- _Given exercise_:
Copy only this range: the line with "of the radar" through the final line of the material, inclusive at both ends.

- _Extracted records_:
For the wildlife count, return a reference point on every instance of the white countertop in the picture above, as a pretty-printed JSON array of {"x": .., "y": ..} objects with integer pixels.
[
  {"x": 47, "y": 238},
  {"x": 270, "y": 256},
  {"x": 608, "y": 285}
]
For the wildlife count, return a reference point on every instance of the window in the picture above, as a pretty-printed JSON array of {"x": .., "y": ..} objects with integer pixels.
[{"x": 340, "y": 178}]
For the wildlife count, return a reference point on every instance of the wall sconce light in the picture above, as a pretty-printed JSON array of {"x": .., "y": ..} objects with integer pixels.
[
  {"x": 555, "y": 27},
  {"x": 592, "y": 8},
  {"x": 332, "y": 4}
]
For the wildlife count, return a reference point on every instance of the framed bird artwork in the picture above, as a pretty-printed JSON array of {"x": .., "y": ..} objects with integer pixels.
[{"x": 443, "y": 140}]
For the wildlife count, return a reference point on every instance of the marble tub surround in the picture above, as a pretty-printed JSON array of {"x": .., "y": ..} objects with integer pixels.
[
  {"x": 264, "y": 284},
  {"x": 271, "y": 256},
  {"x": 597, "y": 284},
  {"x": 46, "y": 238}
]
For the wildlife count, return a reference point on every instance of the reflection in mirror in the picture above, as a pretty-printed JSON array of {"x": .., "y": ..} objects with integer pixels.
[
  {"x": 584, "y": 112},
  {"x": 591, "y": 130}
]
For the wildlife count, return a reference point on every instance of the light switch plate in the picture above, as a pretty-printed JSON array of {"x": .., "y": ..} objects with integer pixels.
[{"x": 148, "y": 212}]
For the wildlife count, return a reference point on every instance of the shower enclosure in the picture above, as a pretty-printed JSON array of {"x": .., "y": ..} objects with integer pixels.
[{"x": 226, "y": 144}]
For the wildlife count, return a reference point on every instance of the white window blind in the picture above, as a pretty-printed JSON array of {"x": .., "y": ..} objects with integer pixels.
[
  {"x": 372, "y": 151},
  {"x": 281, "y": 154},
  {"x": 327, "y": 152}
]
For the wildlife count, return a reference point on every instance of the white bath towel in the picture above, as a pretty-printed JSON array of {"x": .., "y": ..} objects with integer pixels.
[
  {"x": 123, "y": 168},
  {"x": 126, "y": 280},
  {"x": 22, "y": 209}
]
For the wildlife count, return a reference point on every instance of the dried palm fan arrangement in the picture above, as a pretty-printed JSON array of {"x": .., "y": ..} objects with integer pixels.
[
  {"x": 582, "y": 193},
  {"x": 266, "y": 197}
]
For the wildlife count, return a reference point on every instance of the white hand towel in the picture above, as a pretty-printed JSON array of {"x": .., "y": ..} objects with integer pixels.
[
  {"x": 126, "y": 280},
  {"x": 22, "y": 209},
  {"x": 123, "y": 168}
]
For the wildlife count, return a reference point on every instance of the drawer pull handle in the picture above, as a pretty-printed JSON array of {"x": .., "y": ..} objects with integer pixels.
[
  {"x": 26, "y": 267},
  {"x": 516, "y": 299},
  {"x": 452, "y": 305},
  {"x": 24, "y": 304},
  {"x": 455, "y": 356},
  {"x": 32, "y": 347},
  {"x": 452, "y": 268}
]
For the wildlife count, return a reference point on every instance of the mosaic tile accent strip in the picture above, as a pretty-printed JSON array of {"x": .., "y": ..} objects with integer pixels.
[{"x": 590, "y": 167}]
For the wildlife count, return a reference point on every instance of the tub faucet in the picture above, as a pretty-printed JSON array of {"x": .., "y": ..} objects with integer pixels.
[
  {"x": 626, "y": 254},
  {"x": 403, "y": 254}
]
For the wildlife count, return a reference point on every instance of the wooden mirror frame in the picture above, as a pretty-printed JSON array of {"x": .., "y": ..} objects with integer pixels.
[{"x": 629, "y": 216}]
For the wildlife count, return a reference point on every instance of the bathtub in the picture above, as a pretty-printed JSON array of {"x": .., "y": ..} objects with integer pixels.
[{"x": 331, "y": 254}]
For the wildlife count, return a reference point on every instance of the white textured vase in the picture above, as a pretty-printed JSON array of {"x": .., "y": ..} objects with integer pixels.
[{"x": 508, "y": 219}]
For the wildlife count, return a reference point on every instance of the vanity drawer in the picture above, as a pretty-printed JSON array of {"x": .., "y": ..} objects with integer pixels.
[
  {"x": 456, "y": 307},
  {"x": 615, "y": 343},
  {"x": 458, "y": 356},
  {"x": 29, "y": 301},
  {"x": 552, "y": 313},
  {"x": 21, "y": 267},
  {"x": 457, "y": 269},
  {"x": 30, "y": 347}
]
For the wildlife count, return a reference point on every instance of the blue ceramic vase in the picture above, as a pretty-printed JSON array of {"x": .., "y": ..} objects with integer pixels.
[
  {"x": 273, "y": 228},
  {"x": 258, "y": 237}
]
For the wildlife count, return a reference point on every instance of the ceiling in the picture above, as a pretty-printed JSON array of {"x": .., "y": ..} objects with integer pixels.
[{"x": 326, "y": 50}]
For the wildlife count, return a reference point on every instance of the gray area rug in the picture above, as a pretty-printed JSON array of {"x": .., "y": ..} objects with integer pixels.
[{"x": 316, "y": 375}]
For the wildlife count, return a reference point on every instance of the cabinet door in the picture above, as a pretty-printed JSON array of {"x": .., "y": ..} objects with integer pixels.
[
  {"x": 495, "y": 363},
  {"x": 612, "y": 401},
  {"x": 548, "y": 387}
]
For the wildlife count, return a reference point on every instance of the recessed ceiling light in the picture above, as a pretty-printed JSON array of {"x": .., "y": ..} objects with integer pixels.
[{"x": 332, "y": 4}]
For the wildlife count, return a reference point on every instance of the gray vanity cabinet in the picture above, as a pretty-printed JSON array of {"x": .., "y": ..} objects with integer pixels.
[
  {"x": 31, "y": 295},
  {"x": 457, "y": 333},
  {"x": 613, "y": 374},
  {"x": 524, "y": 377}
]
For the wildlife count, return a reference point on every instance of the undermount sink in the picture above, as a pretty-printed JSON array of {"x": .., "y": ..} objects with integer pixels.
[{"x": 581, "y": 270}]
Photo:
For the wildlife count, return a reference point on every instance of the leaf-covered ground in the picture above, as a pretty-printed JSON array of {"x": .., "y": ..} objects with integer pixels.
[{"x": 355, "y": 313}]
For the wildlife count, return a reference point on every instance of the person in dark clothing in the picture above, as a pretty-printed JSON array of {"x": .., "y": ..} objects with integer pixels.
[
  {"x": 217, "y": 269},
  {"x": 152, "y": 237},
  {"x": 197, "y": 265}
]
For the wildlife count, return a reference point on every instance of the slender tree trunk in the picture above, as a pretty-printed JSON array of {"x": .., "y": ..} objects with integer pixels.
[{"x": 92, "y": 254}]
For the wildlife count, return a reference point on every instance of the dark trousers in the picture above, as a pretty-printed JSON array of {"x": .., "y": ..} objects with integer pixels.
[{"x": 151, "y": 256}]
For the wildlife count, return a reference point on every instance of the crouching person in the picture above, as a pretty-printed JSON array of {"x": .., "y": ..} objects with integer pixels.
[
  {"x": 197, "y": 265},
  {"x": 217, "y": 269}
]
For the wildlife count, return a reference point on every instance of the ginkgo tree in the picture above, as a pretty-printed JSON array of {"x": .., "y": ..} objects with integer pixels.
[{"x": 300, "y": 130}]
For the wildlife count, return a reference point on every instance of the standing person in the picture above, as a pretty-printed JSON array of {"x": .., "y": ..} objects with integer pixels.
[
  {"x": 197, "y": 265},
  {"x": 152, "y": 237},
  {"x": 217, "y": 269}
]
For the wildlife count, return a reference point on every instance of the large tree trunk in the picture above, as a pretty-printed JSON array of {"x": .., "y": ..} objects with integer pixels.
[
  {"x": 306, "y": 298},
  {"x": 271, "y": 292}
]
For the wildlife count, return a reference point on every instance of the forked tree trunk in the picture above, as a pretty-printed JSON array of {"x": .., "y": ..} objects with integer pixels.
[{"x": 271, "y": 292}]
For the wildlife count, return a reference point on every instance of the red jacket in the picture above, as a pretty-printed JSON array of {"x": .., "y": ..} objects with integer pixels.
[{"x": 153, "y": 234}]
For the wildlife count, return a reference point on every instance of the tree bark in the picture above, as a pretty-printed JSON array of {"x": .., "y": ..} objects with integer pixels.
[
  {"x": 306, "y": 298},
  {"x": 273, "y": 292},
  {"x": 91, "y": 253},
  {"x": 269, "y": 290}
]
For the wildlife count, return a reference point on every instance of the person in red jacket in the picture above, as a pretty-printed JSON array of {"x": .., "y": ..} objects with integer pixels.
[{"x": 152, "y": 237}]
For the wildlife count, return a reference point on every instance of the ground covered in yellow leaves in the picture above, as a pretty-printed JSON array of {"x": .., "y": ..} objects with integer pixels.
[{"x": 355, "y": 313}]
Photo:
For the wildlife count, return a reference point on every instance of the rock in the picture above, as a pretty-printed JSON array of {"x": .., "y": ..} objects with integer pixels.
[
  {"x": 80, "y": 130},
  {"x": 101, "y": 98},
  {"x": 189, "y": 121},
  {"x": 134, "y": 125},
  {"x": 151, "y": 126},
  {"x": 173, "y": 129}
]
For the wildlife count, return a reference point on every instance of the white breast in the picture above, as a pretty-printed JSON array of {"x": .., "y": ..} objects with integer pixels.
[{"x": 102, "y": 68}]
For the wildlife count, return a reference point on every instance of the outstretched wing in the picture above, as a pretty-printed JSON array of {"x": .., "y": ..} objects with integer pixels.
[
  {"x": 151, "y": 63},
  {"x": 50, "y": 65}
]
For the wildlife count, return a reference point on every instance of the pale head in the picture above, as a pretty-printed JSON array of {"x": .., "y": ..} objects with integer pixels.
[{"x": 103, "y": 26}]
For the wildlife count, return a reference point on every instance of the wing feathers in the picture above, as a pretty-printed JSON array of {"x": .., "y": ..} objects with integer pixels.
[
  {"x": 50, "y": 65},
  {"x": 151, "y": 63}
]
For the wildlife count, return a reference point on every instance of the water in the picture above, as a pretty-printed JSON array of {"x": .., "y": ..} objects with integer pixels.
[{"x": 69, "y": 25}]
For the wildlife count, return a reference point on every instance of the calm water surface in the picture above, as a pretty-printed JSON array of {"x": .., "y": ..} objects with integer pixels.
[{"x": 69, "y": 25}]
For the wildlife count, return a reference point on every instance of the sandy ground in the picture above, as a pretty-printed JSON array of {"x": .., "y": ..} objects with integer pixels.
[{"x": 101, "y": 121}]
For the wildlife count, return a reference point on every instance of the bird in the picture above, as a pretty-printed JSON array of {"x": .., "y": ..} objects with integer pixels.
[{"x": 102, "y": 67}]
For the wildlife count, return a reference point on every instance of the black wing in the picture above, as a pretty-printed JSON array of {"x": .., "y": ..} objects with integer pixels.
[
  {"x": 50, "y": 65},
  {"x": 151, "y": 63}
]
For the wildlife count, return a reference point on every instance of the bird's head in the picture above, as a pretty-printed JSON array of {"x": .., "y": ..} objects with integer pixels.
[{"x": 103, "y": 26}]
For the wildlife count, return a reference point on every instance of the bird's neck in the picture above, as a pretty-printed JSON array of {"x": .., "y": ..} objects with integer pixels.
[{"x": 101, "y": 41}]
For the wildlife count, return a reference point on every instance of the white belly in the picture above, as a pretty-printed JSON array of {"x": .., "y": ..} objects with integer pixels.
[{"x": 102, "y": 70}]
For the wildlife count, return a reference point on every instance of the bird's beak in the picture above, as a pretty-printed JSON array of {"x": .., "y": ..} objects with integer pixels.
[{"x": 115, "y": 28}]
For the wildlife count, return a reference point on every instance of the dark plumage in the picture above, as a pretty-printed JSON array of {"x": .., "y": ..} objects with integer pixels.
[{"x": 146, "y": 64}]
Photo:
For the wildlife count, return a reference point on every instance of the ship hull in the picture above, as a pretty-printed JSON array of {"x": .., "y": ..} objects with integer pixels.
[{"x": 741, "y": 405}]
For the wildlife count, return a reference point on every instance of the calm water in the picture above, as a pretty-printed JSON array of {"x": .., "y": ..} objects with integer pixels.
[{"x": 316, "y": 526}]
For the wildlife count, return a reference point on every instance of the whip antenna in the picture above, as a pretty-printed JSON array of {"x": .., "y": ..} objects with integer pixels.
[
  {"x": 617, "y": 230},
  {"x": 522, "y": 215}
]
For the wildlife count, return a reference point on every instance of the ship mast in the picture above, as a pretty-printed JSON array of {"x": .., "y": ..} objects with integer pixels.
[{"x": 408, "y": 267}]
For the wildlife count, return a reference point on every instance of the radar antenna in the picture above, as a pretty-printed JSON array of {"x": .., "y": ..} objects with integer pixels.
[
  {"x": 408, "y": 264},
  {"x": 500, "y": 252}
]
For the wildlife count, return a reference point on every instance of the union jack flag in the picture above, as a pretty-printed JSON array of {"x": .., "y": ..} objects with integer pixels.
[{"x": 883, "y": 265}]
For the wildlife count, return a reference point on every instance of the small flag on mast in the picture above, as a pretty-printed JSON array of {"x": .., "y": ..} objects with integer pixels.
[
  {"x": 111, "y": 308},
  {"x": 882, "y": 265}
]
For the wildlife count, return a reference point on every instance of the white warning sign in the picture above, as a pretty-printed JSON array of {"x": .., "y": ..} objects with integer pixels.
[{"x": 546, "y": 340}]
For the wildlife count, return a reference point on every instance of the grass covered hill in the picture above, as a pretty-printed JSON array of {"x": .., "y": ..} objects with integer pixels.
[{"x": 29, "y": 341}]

- _The completed task_:
For the wildlife count, return a reference point on every instance of the radar antenna in the picture above, as a pretty-printed JSON array of {"x": .., "y": ..} objects with integer pixels.
[
  {"x": 408, "y": 264},
  {"x": 500, "y": 252}
]
For the wildlife count, return a reference point on every instance of the union jack flag in the picture above, as a pretty-printed JSON array of {"x": .., "y": ..} objects with integer pixels.
[{"x": 883, "y": 265}]
For the wildlife count, return a reference point on every instance of the small flag on mast in the picture above, as a pretty-printed JSON array of {"x": .., "y": ..} objects with integer pixels.
[
  {"x": 111, "y": 308},
  {"x": 882, "y": 265}
]
For the wildlife count, return a reference point on every instance of the white warning sign in the picture above, as a pretty-printed JSON array of {"x": .., "y": ..} objects with integer pixels.
[{"x": 546, "y": 340}]
For the wildlife count, return a reference point on every instance of the grass covered hill in the picture above, as a pretty-printed JSON array of {"x": .., "y": ..} objects with integer pixels.
[{"x": 29, "y": 341}]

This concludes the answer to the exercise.